### Instructions for the task
Lines before the one containing "the side mirror" are excluded. Repeat that line and every line after it, exactly.

● ● ● ● ● ● ●

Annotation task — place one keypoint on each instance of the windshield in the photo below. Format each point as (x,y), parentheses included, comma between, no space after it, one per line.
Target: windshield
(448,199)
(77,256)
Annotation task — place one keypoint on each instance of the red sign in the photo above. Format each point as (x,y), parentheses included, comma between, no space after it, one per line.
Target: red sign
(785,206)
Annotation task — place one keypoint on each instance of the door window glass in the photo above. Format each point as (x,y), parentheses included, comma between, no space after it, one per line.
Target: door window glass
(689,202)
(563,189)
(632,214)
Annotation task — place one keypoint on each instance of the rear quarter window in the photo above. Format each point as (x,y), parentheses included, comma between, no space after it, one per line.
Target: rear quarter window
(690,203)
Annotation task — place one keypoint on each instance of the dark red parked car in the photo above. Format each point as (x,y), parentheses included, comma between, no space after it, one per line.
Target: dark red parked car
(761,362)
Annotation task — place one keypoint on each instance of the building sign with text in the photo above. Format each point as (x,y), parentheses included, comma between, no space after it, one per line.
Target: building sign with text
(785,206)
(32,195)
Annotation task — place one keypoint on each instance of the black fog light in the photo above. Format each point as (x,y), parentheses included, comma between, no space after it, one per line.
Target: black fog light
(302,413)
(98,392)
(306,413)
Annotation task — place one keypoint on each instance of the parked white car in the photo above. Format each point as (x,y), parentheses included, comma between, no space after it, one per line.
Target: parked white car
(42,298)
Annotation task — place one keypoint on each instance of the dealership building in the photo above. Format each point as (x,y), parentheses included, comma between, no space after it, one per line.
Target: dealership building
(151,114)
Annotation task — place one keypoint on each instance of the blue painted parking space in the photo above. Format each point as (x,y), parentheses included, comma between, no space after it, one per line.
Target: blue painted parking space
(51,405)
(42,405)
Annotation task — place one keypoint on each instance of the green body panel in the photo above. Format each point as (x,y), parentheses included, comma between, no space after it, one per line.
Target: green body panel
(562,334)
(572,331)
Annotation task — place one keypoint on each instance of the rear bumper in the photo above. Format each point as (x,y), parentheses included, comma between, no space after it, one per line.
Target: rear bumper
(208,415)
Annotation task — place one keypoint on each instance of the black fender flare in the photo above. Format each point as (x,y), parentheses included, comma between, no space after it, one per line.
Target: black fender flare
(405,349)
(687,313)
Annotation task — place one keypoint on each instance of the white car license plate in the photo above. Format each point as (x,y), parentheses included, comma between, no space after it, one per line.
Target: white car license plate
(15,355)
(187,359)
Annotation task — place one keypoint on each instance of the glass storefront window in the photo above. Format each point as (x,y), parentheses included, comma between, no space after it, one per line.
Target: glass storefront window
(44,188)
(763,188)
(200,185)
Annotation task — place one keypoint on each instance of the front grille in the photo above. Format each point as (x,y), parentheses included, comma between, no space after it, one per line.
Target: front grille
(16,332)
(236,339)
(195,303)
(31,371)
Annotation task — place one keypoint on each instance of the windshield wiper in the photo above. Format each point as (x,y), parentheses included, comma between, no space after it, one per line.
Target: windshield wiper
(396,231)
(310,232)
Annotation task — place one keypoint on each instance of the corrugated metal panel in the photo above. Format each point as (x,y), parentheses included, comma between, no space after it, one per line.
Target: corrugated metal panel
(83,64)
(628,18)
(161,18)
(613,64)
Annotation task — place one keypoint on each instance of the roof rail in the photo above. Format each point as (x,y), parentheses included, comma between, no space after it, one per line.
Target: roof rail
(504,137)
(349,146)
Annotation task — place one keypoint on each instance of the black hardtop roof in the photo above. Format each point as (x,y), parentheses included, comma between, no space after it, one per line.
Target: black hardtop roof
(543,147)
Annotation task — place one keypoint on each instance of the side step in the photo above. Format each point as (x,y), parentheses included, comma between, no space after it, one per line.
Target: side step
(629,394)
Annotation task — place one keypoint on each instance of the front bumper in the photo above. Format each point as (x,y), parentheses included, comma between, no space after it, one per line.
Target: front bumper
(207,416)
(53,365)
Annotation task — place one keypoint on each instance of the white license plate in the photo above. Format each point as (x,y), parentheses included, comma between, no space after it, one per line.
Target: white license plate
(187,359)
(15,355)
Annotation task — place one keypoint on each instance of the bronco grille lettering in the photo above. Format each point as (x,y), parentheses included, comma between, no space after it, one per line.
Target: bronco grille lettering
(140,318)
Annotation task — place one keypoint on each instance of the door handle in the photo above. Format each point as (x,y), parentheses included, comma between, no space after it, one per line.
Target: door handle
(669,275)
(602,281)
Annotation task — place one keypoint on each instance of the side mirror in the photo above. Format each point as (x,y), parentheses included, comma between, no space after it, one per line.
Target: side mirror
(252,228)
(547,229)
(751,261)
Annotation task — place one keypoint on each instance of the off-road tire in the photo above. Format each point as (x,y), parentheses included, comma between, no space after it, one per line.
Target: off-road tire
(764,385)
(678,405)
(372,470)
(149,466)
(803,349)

● ● ● ● ● ● ●

### Answer for this exercise
Annotation task — place one keypoint on each instance of the side mirror in the photo above. Format each point as (x,y), parentheses included, comma between, no space after it, one per line.
Target: side mirror
(252,228)
(547,229)
(751,261)
Annotation task — place one keypoint on each instance of the off-road tire in the photo above. Format each point as (x,y), parentheses included, comma between, no space after it, one per line.
Target: off-road tire
(764,385)
(678,405)
(372,470)
(149,466)
(803,349)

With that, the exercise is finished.